- Task to carry out:
Copy the records from the start through the line that contains "[(78, 497), (64, 523), (30, 491), (35, 434)]", inclusive, with "green olive" swapped for "black olive" and nothing else changed.

- Listed entries:

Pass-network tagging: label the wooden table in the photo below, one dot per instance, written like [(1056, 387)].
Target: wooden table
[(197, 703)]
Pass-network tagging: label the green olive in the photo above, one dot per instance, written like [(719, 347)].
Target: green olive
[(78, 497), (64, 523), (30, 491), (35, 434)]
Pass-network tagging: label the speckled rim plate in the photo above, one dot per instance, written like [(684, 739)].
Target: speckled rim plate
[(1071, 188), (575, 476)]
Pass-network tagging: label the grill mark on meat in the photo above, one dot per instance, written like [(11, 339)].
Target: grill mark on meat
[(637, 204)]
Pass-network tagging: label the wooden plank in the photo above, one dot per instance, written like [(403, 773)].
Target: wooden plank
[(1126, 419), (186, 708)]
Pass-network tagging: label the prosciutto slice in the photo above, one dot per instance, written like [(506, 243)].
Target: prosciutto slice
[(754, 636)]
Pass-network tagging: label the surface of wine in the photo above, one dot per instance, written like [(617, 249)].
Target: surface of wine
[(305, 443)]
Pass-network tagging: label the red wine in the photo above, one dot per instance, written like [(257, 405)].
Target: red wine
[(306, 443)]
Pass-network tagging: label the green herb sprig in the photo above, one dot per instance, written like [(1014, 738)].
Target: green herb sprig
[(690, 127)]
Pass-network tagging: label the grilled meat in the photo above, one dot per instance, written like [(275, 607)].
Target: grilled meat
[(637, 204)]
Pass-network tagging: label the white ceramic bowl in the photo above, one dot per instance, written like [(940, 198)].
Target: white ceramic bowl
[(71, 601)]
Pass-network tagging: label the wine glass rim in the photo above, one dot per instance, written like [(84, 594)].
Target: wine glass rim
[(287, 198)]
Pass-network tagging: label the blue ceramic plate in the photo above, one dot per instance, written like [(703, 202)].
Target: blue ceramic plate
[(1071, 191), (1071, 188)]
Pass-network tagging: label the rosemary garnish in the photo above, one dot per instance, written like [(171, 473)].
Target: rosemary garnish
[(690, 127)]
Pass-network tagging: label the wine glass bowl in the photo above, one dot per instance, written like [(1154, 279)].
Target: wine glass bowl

- Exercise result:
Pass-network tagging: label the wooden table in the photo below, one dot per instance, written like [(1056, 387)].
Target: wooden table
[(197, 703)]
Pass-network tagging: label the black olive in the photo above, one dot per instance, written like [(719, 347)].
Target: black olive
[(78, 497), (64, 523), (30, 491), (35, 434)]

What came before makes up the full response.